> _WHAT THE TASK REQUIRES_:
Return every one of the records below word for word, keeping each line unchanged and in its original order.

Labeled-object pointing records
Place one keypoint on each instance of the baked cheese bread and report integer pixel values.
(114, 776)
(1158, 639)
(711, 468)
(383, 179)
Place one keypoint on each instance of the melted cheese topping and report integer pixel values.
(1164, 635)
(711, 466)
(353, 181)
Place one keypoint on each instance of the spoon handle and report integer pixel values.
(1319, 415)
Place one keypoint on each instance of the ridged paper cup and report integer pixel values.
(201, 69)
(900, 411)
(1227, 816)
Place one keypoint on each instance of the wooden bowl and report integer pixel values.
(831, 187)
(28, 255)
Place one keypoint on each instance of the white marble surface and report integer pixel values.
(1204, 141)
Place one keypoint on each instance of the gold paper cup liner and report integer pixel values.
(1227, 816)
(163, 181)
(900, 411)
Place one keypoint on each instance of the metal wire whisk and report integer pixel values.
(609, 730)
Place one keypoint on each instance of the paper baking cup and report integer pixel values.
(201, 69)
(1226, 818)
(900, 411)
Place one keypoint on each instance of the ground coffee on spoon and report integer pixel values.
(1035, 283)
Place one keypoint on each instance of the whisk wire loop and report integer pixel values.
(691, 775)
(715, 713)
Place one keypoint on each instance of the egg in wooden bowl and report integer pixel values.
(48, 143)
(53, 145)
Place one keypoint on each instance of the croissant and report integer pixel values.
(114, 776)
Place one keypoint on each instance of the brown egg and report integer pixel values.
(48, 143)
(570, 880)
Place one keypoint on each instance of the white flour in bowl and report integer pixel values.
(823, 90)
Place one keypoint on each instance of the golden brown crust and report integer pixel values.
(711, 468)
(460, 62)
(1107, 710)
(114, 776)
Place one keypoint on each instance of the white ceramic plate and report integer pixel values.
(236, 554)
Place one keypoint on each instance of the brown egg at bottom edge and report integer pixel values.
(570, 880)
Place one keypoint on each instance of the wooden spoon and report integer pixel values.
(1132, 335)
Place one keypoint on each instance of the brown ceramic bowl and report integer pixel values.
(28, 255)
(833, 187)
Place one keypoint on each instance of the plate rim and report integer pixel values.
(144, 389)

> _REPLY TO THE EXERCISE_:
Place one keypoint on each instance of the baked cheese bread and report integer pixel values.
(114, 776)
(1158, 639)
(711, 468)
(383, 179)
Place one keypoint on each instance of the melted cheese topping and report integer pixel values.
(1164, 635)
(711, 466)
(353, 181)
Place one keypoint on each instance of the spoon handle and report integer pixel values.
(1319, 415)
Place one keypoint on each instance of the ridged paper cup and report integer pixel values.
(201, 69)
(900, 411)
(1227, 816)
Place one keypoint on each instance of the wooden bowl and report integer pixel values.
(831, 187)
(28, 255)
Place one keypoint on each instance of the white marble surface and report integer pixel values.
(1204, 141)
Place one keypoint on each instance of the gold paper cup liner and report integer pixel values.
(1227, 816)
(163, 181)
(900, 411)
Place one keypoint on each instance of the metal wire whisk and report integer pixel values.
(609, 730)
Place one keypoint on each instance of the paper baking cup and report integer pixel values.
(201, 69)
(1226, 818)
(900, 411)
Place one keypoint on each instance of the ground coffee on spoon and report integer pixel values.
(1035, 283)
Place one keypoint on each instance of the whisk wire loop and report integer pixel values.
(691, 775)
(715, 713)
Place one keypoint on each instance of the egg in wooden bowl and report integer pixel values.
(48, 143)
(53, 145)
Place one keypoint on each instance of the croissant and report integer pixel values.
(114, 776)
Place one keypoint on each instance of the brown egg and report integer pixel values.
(48, 143)
(570, 880)
Place one keypoint on each instance of the white flour in bowl and report integer pixel values.
(823, 90)
Place one keypoint on each instance of the golden brown crust and report integer pixel values.
(711, 468)
(460, 62)
(1107, 710)
(114, 776)
Place one keypoint on each instance of the white ceramic plate and report integer pixel values.
(236, 554)
Place one keypoint on each instance of the brown egg at bottom edge and report integer pixel values.
(570, 880)
Place one keypoint on each instance of the wooden spoon and report integer pixel values.
(1132, 335)
Place one keypoint on each instance of the brown ceramic bowl and report integer pixel values.
(28, 255)
(833, 187)
Place one keypoint on each instance of the plate rim and report integer pixel values.
(144, 389)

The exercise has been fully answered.